What is asked
• A. List every distinct tax year, in the form "2013/14", that the ISA discussion below mentions.
• B. Answer these from the ISA discussion below:
(i) How is the 2012/13 ISA that one poster currently holds paid?
(ii) How much was in the cash ISA that one poster recently closed?
(iii) Roughly how long after opening the Santander ISA is that poster considering a move?

Source text
▼
2. If you find a better ISA in the next year, you are allowed to transfer previous years ISA's. So for example if you put your 2013/14 allowance into your current bank, and come April 2014 you find a better rate with a different bank. You can (provided the bank allows transfer in) transfer the full amount from your old ISA to the new ISA, and still have your full 2014/15 allowance to add as well.

3. I currently have a 2012/13 ISA which is monthly paid, and I think the interest rate was something like 0.001% less. So nothing noticeable. Just find the best possible ISA rate you can get for your 2013/14 allowance, and stick it in there. I don't really see any benefit to keeping it with your existing bank. The whole point of an ISA is to dump the cash in it, and leave it. There's no need to be able to view it every time you log onto your current account. As if you are withdrawing cash from an ISA, it's a pretty pointless exercise in the first place. Just get a current account that pays interest on your balance. E.G Santander 123
 
No definately not, im not getting into a long discussion as to why not, i recently closed my cash isa of 6k, and will be putting it straight into premium bonds.. the return on an ISA nowerdays if really poor.
 
I have a full years allowance in a Santander ISA which I opened last financial year. The rate was the best at the time, but it's shot right down now. If I move now (7 months or so after I opened it) I trust I won't lose the interest I've already made? I'll be putting another full years allowance in the 'new' ISA.
▲
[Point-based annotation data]
▼
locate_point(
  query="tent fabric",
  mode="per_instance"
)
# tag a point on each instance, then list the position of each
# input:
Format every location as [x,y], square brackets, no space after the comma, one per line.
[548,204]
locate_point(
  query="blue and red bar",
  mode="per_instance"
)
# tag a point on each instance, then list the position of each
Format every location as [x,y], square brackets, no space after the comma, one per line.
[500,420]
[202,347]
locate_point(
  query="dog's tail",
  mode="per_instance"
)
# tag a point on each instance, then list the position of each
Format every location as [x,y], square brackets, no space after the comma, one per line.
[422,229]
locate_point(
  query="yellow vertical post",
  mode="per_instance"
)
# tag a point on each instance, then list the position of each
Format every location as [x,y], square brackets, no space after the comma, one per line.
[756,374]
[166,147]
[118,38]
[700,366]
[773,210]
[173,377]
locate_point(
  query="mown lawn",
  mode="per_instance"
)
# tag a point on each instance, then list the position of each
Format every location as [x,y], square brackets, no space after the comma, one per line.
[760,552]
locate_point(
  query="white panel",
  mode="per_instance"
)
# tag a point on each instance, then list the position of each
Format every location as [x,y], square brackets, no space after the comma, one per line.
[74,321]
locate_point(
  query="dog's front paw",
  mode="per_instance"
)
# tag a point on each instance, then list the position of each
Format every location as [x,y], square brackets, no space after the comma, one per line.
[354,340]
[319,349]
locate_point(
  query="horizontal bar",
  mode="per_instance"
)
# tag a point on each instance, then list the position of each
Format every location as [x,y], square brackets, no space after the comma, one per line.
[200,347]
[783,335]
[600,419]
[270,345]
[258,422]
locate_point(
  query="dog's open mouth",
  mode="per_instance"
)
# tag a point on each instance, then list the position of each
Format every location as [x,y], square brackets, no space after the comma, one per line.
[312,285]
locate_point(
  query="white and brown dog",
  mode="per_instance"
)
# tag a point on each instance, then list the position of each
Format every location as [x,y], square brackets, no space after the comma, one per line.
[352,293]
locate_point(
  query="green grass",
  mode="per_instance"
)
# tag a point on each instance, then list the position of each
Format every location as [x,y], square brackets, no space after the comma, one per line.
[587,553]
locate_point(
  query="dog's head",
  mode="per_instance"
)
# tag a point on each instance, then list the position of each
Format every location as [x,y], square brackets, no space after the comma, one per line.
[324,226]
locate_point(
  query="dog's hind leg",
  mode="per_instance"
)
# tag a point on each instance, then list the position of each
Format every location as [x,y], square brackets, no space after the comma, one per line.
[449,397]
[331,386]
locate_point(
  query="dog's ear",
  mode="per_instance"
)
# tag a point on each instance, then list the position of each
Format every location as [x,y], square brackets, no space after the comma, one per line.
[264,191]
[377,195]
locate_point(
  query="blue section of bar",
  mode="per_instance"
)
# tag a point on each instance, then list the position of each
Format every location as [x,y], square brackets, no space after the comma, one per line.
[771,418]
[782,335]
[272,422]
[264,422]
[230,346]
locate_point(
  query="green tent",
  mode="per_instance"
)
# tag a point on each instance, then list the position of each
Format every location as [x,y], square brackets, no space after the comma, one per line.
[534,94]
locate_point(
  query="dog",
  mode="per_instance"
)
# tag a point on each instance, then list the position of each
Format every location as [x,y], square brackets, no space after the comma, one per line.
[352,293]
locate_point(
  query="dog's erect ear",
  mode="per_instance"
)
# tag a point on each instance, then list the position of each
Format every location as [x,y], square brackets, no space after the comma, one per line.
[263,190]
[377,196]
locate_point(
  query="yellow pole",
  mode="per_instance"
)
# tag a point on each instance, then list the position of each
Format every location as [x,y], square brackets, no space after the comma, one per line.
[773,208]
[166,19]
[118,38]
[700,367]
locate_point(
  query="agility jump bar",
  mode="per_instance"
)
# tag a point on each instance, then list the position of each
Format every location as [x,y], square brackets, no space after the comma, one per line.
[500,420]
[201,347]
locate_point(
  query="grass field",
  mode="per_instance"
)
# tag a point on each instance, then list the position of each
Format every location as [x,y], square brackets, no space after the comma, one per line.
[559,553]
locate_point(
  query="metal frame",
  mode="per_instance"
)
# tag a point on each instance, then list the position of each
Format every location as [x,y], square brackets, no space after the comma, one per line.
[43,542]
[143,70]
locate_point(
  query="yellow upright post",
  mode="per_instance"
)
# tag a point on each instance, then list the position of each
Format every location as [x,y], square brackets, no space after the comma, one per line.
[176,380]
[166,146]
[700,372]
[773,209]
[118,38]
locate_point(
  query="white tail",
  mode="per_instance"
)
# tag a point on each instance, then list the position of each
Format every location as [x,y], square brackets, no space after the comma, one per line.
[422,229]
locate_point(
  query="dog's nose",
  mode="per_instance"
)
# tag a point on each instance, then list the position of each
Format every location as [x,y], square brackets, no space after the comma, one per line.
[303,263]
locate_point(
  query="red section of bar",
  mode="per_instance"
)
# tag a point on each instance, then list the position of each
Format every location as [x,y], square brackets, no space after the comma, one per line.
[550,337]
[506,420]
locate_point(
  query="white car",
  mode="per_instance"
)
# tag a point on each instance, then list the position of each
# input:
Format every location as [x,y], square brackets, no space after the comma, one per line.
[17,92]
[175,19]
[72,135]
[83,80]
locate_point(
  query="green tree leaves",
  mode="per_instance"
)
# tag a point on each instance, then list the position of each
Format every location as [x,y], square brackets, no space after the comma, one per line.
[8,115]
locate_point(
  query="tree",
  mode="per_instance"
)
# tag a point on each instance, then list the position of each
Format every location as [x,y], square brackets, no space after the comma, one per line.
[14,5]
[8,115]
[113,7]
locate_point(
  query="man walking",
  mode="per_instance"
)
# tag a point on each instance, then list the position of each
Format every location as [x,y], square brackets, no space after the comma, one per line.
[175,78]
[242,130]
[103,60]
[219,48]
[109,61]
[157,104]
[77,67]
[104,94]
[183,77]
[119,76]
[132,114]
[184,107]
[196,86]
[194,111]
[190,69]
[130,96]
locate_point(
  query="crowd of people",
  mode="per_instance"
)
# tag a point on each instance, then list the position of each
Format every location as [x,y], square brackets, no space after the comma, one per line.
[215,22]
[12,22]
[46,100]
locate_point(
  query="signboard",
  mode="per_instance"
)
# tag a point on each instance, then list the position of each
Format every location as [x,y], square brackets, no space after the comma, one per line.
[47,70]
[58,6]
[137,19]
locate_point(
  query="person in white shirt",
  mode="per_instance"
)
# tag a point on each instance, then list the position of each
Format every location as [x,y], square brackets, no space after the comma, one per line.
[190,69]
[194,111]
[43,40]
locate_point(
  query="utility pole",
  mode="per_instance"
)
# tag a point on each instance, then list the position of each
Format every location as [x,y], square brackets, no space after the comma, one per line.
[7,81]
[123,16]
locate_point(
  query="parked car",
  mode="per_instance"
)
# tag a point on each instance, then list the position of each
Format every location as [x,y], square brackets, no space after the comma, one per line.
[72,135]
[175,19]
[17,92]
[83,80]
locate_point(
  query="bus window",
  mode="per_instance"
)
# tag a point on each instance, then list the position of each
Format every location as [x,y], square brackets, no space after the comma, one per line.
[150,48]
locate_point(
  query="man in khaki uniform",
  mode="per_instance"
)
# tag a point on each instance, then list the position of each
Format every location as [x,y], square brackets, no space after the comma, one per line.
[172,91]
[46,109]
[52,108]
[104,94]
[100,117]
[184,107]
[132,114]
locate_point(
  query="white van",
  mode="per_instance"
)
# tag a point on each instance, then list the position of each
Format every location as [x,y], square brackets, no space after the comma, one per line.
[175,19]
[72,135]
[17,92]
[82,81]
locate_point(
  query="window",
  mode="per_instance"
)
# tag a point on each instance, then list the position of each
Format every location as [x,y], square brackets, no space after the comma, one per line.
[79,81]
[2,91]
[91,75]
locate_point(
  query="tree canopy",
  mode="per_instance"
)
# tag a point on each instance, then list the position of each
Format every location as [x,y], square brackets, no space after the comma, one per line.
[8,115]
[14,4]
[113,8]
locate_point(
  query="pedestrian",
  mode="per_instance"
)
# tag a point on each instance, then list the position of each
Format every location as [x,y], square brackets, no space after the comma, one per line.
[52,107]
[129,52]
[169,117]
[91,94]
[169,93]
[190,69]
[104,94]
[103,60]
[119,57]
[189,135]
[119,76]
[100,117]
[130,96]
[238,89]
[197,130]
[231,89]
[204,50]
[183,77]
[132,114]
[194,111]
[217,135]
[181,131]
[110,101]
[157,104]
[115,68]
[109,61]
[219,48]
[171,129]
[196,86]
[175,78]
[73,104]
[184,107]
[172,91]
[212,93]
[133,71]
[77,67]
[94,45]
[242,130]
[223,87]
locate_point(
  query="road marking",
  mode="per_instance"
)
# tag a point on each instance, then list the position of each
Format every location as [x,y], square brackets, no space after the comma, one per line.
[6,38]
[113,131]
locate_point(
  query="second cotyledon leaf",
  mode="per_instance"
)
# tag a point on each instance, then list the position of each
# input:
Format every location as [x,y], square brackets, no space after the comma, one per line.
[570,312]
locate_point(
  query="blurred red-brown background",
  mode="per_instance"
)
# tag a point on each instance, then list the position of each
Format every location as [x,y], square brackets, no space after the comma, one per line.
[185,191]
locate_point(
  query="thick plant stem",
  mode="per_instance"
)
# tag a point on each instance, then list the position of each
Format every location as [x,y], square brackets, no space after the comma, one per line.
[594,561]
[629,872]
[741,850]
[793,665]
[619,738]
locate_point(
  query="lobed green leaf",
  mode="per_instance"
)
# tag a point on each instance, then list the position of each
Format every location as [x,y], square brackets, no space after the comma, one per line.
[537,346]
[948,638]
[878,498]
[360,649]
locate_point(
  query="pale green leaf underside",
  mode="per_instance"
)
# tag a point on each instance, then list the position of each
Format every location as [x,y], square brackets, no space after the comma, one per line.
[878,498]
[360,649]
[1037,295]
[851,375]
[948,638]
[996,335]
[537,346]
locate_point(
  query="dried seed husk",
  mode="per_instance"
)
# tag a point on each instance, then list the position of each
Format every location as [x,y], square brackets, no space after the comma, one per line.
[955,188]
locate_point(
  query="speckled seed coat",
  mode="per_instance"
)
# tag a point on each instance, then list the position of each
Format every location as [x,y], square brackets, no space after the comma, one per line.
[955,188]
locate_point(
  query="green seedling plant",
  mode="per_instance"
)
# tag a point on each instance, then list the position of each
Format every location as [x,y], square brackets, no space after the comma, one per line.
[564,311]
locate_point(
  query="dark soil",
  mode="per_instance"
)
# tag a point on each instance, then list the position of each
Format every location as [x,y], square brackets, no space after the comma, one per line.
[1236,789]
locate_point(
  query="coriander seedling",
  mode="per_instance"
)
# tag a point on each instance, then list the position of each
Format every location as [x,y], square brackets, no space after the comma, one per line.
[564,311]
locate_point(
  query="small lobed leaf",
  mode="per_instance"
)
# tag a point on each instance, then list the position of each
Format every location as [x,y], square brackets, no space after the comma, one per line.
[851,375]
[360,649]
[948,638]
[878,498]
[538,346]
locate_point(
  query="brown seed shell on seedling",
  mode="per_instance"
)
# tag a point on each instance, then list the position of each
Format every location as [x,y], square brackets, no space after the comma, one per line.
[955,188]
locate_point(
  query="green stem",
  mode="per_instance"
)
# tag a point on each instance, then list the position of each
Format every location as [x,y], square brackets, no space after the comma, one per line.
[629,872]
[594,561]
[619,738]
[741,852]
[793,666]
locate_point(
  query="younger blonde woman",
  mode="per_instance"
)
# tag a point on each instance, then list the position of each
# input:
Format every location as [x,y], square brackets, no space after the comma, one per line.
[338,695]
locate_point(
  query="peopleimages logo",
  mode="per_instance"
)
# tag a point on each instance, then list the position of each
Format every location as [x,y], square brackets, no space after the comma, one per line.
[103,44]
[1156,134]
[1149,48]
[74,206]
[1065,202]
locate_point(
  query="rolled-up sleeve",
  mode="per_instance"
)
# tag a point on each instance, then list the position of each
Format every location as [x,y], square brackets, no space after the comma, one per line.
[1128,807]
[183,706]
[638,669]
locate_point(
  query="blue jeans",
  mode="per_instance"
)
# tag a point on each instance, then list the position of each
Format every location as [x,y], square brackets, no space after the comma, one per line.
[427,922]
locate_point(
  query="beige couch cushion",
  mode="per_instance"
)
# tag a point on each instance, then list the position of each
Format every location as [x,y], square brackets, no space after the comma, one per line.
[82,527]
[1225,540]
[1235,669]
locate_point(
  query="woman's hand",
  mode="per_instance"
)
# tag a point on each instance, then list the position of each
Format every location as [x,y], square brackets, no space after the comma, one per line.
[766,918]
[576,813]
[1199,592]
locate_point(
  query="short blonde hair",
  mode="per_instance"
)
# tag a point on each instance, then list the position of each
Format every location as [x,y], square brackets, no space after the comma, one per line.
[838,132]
▲
Expected answers
• A. 2013/14, 2014/15, 2012/13

• B.
(i) Monthly
(ii) 6k
(iii) About 7 months